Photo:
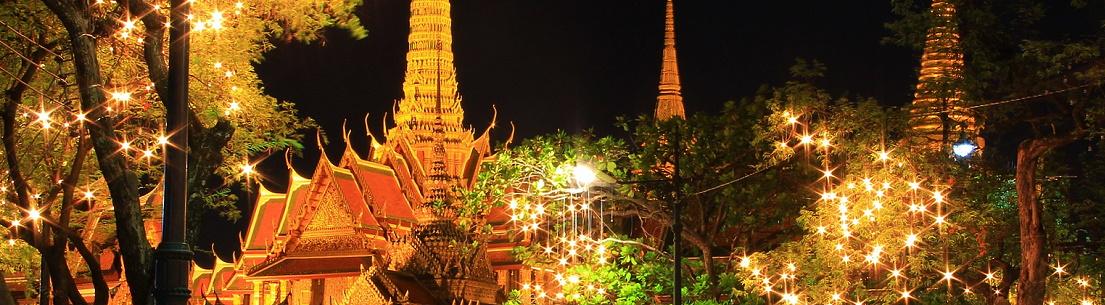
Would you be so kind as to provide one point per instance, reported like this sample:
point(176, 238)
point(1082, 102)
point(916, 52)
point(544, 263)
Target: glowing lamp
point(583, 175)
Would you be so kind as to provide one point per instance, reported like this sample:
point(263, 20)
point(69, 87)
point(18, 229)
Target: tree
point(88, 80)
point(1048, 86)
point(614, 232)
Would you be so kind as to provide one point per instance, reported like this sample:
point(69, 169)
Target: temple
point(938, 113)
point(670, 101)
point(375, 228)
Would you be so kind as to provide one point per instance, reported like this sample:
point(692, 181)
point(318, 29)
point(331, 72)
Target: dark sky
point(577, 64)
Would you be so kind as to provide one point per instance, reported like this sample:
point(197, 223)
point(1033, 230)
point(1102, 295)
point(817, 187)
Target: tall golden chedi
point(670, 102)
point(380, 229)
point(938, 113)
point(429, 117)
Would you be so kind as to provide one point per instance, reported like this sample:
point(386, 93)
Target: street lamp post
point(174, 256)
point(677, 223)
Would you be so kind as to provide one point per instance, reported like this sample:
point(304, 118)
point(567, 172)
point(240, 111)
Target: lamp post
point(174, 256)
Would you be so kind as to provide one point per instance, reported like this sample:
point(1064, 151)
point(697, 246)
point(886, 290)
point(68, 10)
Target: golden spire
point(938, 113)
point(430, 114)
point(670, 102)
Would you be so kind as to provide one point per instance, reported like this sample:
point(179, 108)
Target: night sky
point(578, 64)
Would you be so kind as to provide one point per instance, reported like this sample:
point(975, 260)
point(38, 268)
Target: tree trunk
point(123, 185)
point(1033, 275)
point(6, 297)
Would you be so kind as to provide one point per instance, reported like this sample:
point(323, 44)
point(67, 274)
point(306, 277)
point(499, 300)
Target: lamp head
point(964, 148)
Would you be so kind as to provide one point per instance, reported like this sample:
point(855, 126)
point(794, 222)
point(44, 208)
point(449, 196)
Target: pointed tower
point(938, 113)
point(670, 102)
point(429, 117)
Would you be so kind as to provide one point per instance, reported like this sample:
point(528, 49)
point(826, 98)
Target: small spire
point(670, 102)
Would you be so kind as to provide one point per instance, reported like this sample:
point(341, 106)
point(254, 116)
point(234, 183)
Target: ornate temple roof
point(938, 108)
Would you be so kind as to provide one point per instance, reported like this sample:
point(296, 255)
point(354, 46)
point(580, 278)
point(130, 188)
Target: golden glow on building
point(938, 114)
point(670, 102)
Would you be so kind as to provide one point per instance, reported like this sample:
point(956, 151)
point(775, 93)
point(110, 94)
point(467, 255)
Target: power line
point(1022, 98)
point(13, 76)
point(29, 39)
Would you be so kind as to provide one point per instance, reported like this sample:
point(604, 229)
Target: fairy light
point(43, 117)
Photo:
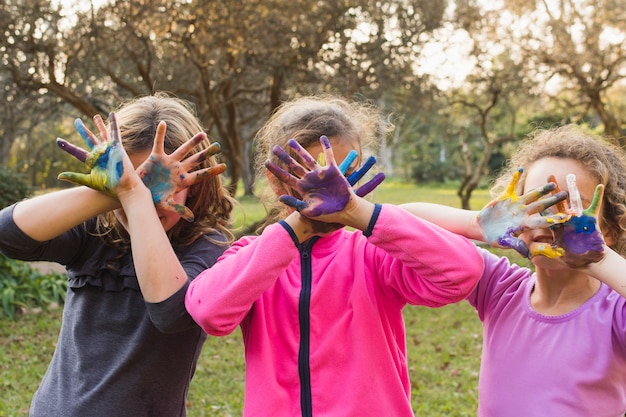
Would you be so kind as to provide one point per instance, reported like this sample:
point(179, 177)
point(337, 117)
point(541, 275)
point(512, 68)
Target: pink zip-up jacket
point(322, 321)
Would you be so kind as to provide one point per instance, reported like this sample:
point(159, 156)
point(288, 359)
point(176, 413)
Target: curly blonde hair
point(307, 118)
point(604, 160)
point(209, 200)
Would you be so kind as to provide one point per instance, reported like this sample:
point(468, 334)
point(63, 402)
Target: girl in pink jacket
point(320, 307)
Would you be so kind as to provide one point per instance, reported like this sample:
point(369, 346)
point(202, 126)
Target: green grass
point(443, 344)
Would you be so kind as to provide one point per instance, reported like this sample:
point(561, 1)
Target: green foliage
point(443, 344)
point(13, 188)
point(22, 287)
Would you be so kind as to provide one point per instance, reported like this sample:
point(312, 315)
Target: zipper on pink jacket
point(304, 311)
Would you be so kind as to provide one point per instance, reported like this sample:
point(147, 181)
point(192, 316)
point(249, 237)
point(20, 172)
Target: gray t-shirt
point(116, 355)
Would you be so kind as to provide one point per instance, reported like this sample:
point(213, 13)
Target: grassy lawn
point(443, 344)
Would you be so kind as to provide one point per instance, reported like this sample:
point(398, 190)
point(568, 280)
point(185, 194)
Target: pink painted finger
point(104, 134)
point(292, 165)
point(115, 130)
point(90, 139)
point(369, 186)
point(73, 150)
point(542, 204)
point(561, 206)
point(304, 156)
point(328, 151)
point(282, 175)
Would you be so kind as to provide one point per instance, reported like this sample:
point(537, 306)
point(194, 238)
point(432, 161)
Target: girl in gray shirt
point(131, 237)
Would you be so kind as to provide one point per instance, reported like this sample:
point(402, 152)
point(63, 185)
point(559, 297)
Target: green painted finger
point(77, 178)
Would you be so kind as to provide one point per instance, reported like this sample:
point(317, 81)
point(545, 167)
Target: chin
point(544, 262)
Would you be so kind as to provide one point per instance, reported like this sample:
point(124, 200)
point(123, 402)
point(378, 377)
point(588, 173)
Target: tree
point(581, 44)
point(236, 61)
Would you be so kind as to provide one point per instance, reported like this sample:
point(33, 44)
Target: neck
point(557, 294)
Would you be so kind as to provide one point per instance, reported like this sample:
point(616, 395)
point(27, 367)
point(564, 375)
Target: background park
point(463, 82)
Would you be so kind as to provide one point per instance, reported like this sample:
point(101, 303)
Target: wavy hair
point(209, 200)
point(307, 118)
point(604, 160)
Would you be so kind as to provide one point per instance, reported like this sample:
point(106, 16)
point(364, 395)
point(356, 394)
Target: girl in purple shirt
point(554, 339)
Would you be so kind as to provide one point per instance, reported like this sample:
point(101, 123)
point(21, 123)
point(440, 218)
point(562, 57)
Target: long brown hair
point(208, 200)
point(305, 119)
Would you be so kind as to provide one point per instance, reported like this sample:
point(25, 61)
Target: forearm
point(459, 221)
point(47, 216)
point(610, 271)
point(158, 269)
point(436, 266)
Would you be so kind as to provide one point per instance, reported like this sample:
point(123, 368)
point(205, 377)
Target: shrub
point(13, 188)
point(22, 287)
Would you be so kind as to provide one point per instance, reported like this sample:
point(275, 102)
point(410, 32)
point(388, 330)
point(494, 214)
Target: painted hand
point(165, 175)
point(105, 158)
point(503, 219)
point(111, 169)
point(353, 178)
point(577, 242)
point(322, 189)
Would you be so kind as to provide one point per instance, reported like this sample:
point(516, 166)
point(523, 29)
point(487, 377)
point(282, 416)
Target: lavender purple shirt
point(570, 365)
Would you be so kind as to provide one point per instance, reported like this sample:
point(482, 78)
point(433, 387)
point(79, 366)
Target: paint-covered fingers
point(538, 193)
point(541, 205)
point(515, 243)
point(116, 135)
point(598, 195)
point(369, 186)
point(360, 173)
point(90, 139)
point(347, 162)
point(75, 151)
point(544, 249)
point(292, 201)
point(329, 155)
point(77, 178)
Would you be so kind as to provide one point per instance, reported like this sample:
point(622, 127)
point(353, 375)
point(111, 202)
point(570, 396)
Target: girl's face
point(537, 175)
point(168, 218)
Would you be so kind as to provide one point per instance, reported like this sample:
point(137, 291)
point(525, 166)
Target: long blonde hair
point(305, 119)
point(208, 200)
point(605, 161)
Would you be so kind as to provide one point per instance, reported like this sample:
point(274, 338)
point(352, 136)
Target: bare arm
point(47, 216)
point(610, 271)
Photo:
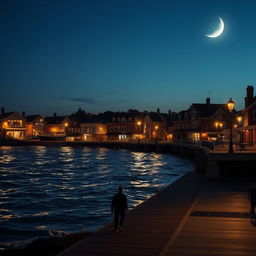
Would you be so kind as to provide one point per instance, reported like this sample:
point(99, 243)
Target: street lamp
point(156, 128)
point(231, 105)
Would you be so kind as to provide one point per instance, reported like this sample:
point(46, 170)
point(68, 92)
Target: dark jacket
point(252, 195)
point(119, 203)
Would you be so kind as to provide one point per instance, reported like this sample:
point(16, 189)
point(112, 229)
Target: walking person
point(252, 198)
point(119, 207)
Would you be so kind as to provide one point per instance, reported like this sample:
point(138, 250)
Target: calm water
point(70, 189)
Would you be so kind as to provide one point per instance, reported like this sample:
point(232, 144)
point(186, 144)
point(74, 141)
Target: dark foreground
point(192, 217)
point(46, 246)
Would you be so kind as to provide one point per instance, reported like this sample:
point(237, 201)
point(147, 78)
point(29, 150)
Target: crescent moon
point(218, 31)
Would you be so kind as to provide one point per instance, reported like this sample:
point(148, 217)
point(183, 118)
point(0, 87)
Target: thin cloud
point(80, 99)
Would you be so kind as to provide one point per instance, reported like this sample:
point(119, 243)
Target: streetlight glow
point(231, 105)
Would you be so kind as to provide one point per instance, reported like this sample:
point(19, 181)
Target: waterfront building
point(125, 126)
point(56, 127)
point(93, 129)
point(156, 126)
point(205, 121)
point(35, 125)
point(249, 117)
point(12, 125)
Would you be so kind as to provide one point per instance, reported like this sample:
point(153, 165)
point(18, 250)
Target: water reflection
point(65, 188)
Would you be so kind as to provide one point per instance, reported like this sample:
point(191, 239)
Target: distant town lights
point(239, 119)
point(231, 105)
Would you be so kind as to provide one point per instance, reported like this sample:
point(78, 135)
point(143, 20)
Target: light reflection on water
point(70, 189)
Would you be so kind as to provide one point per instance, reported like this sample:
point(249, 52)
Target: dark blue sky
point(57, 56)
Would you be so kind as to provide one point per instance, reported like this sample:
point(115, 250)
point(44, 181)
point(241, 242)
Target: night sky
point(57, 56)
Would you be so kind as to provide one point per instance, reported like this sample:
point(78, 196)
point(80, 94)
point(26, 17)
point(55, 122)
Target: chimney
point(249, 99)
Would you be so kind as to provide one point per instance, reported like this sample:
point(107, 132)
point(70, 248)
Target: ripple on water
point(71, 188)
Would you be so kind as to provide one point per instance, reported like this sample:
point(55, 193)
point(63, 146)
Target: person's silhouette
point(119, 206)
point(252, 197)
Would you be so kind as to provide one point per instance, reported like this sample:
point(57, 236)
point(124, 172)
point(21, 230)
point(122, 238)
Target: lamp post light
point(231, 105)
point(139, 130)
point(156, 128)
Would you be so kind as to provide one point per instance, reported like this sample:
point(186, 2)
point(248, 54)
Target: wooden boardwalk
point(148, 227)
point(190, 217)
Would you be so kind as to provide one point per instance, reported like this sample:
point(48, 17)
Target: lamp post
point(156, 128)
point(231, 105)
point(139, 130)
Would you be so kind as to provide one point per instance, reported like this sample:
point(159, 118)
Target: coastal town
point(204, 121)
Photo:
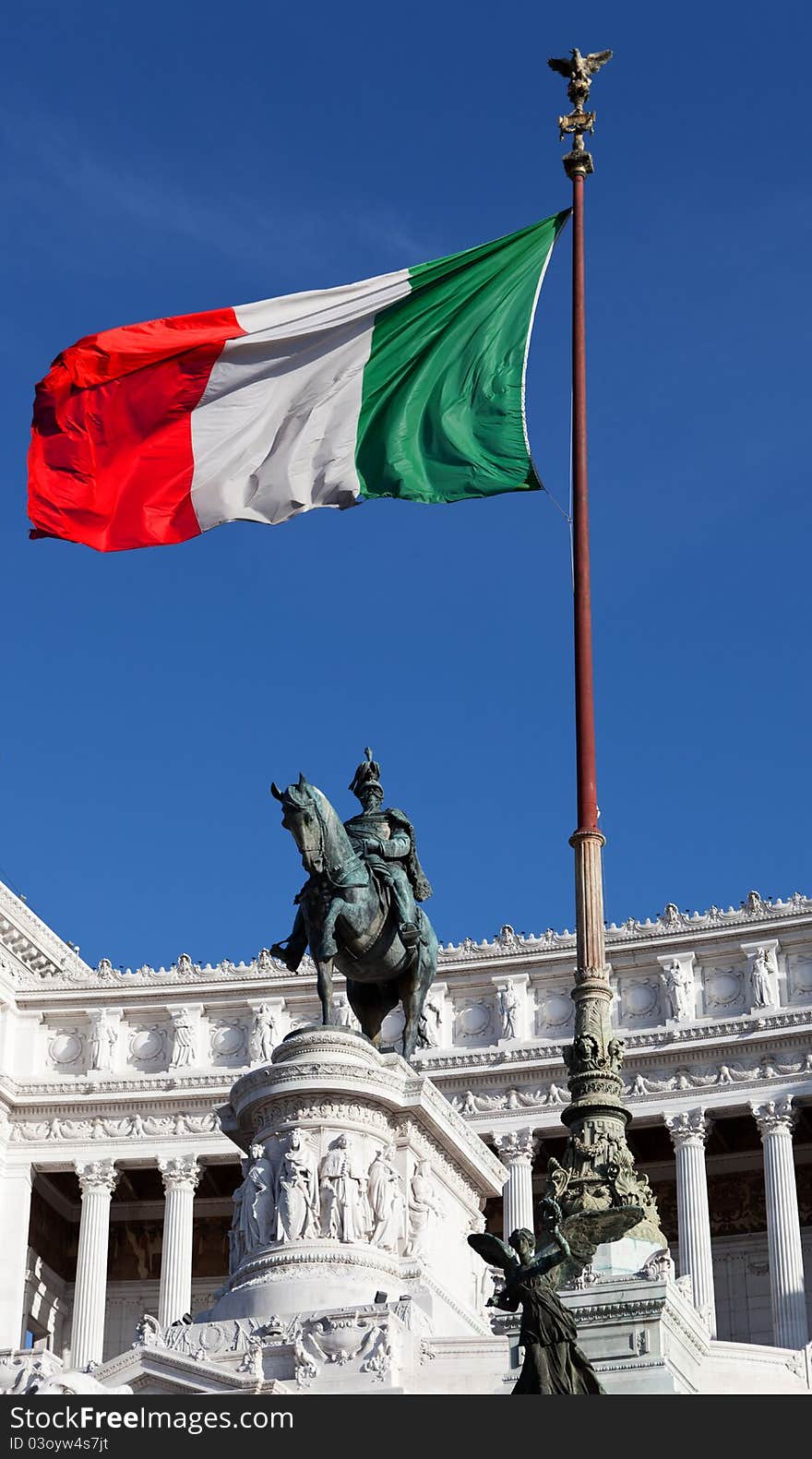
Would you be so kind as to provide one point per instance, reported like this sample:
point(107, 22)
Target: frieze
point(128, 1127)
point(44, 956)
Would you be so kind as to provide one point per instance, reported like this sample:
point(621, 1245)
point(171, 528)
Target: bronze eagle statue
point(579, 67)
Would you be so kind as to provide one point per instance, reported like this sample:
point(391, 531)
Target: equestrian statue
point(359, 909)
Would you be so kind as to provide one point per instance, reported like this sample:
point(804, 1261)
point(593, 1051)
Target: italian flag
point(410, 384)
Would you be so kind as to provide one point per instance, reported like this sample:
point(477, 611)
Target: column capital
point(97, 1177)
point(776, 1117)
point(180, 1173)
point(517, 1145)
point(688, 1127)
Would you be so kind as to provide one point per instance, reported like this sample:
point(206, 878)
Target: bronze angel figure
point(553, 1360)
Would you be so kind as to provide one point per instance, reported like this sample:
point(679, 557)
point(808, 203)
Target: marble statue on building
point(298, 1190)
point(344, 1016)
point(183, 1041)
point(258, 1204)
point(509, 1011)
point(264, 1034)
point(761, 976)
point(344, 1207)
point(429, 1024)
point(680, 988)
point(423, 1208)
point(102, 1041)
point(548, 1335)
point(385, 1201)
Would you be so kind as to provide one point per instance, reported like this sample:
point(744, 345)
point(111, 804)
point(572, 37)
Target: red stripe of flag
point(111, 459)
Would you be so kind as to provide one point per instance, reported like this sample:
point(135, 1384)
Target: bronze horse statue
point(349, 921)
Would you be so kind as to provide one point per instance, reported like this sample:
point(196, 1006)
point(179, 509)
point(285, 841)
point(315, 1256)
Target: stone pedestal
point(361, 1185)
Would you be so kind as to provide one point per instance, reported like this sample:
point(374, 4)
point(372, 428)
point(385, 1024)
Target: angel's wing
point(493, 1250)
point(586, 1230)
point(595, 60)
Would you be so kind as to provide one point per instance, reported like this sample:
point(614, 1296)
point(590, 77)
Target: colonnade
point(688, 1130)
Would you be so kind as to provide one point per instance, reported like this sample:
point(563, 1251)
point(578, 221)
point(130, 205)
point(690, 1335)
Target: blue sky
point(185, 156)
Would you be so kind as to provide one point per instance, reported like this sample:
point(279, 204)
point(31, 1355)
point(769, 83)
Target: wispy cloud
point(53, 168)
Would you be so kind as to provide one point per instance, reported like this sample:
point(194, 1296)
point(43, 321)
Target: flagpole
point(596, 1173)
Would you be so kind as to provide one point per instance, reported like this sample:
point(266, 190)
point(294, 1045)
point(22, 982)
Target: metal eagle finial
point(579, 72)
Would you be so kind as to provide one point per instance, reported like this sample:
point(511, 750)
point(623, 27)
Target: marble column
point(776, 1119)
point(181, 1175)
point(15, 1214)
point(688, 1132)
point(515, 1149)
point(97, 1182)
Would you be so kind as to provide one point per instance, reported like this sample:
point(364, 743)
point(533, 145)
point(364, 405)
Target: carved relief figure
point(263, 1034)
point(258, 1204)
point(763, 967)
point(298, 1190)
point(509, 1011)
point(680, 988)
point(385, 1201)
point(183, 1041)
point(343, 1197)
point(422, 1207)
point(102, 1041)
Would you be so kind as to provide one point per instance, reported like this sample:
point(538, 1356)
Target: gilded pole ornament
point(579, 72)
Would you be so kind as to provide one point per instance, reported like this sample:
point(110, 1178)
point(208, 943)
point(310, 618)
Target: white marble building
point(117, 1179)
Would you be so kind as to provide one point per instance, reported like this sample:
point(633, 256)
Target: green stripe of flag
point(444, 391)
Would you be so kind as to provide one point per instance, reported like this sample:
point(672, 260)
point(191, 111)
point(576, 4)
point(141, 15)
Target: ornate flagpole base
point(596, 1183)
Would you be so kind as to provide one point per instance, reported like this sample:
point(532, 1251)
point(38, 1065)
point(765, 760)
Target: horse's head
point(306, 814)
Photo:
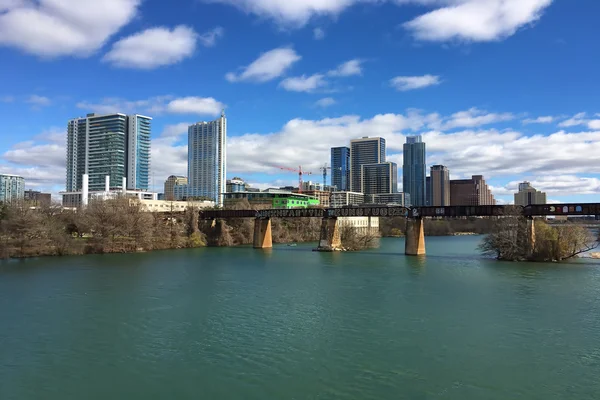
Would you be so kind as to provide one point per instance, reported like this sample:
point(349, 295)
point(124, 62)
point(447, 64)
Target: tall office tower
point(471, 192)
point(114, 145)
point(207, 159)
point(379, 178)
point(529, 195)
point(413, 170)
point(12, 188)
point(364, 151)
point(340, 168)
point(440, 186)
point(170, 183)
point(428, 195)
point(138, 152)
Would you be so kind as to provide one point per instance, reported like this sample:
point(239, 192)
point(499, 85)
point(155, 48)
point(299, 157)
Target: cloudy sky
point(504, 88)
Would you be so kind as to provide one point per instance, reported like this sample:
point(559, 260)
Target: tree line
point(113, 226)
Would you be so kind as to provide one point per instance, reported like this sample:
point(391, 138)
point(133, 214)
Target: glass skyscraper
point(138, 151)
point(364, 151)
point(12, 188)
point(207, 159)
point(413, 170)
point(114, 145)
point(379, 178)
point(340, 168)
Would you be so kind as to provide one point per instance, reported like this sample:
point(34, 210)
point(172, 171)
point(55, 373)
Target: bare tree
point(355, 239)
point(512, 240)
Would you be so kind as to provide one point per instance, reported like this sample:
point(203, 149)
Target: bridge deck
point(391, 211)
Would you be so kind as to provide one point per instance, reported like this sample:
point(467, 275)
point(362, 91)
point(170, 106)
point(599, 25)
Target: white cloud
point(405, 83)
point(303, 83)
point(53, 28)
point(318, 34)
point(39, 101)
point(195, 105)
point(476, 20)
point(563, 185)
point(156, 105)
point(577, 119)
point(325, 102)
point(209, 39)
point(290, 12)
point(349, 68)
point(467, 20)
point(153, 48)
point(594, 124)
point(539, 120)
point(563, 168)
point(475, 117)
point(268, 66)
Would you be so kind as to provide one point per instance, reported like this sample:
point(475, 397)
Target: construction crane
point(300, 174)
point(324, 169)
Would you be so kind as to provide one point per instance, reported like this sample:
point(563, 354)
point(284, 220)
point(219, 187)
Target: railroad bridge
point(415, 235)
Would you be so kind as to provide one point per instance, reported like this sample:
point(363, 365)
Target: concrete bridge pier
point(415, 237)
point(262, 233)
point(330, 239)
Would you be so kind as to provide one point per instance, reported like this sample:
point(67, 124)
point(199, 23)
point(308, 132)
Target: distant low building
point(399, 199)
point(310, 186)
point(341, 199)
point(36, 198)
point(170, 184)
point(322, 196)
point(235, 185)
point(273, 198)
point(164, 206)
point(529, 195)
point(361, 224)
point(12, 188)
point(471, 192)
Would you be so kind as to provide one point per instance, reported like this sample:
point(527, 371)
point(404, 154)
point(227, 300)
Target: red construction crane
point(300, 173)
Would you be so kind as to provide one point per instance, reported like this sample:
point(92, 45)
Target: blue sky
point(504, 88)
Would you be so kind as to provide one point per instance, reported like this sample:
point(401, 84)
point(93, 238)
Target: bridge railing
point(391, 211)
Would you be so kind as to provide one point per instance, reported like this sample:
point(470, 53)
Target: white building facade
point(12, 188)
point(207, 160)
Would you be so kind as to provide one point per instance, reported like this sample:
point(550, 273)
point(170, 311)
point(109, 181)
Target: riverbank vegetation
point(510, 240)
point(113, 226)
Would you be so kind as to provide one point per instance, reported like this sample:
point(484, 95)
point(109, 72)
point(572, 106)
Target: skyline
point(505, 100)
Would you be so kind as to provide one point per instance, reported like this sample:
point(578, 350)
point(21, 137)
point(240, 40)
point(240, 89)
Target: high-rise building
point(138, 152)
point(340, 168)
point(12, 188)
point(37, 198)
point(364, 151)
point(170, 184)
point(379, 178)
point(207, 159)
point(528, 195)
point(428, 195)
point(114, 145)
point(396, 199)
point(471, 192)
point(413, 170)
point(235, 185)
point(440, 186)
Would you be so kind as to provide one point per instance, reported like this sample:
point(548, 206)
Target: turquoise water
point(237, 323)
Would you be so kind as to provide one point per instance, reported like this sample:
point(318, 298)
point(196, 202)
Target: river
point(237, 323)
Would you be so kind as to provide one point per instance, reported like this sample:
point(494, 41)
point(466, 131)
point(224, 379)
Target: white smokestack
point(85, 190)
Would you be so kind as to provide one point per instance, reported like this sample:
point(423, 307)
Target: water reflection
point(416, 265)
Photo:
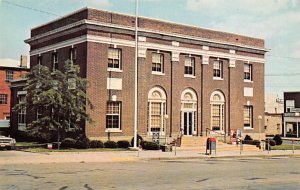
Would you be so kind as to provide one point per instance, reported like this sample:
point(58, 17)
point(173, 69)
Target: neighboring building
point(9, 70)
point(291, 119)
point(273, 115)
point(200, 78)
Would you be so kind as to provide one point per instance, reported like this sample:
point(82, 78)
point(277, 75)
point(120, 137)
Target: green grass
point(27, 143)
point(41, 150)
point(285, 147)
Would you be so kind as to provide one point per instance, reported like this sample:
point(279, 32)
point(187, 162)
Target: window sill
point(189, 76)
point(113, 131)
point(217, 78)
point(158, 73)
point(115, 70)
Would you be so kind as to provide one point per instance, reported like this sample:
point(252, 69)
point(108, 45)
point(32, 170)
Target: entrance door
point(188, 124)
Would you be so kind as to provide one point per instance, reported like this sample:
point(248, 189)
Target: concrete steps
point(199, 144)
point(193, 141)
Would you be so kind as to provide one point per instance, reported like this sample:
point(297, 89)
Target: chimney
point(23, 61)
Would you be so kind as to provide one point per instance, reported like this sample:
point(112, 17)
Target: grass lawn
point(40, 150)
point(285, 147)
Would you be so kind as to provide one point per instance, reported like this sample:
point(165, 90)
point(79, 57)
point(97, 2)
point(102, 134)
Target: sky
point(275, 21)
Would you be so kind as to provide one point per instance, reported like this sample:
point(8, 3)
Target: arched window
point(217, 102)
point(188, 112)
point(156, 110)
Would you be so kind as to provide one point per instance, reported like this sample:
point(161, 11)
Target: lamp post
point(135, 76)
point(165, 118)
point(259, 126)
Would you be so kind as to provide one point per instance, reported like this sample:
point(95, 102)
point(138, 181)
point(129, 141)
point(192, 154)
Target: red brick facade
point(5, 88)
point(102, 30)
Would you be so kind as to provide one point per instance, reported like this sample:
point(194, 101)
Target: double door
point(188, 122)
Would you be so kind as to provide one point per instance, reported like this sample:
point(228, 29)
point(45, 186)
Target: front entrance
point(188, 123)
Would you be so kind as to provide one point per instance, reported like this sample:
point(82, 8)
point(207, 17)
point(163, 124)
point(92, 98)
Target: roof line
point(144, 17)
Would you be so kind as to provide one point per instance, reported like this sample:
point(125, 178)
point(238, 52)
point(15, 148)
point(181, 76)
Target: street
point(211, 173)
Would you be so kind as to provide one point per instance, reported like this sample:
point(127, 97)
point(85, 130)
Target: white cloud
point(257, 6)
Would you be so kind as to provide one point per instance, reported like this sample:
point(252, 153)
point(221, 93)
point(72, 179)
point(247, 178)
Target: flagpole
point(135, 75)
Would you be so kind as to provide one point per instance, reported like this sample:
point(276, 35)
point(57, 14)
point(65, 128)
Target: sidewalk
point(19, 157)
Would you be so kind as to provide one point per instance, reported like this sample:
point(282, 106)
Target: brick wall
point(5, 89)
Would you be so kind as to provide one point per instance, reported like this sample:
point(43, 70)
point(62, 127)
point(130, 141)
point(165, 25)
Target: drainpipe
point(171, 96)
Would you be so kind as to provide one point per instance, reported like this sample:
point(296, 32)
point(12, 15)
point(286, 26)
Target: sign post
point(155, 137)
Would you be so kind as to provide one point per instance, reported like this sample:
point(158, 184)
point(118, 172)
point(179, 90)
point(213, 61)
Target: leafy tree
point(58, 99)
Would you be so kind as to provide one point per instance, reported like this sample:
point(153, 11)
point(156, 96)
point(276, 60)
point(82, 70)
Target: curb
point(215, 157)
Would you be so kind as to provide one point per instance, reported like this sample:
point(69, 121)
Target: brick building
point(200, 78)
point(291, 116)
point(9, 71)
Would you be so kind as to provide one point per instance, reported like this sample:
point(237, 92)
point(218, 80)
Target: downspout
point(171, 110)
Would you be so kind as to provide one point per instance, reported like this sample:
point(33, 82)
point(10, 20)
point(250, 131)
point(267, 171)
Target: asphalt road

■ ■ ■ ■

What the task asks: How many lines in the material above contain the word "girl"? Reply with the number alone.

Solution to the problem: 4